_Work to be completed_
Copy out each line of the material that includes the word "dark".

_Supplied records_

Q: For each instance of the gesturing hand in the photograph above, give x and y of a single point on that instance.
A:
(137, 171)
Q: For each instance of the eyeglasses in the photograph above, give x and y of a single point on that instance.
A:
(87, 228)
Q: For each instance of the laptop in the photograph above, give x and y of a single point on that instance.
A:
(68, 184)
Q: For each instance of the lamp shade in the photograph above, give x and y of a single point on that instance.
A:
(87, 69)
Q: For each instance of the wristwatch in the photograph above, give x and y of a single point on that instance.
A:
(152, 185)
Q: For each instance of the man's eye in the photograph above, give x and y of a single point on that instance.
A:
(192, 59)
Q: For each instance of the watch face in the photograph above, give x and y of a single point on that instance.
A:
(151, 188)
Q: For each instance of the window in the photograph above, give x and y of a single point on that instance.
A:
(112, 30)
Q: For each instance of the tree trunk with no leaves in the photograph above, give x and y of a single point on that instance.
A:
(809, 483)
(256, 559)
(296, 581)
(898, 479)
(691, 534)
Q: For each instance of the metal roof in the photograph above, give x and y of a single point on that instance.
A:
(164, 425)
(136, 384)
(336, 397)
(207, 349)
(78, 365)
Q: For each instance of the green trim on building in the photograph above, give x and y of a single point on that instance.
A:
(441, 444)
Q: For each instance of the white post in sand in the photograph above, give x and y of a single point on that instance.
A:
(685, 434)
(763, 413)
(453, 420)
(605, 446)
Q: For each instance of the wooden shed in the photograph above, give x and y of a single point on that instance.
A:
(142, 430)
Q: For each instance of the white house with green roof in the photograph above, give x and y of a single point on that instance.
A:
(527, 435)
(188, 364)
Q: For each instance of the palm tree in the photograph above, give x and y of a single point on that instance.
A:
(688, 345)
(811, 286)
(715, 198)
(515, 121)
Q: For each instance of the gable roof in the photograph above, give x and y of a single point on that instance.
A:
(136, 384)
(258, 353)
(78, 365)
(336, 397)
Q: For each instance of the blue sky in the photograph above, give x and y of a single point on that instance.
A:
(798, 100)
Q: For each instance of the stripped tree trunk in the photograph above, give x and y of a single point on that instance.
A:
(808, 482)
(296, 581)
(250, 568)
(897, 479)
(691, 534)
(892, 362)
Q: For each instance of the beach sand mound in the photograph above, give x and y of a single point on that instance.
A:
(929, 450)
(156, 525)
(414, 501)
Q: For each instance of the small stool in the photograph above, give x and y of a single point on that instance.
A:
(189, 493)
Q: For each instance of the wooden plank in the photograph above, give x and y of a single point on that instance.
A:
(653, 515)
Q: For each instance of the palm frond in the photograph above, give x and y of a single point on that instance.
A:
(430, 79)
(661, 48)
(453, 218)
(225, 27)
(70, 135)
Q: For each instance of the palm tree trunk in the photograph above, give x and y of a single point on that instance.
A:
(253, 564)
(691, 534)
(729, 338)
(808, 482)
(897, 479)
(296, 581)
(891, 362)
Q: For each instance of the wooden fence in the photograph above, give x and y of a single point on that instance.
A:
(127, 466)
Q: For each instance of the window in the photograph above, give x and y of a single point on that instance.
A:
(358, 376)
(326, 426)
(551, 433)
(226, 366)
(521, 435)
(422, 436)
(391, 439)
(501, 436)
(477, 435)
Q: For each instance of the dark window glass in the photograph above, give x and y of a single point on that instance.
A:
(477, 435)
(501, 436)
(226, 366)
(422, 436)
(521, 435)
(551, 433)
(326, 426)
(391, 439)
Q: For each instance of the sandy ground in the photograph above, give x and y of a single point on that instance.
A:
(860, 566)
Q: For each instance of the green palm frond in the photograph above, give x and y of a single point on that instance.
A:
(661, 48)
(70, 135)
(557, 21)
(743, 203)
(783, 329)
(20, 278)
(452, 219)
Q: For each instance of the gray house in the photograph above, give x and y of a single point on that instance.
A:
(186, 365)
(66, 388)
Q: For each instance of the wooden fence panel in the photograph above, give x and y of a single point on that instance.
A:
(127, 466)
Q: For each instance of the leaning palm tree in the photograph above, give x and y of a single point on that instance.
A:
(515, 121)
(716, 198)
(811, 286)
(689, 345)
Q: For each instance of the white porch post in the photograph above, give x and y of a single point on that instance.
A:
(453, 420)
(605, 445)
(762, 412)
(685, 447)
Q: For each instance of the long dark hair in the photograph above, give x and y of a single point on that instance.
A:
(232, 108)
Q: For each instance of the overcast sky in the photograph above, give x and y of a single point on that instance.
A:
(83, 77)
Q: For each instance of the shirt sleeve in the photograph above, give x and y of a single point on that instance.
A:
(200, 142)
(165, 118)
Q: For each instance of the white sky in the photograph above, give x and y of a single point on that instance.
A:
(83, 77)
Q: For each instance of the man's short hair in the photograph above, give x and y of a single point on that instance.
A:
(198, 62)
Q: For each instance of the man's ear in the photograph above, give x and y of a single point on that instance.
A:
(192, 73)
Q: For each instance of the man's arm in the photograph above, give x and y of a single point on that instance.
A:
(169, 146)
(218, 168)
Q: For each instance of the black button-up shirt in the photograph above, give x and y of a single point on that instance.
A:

_Result for this exercise_
Q: For each instance of the dark window glass in the photograph above, give x and y of a single point on that instance.
Q: For each instance of the long dark hair in the photograph above, give x and y of a single point on that instance.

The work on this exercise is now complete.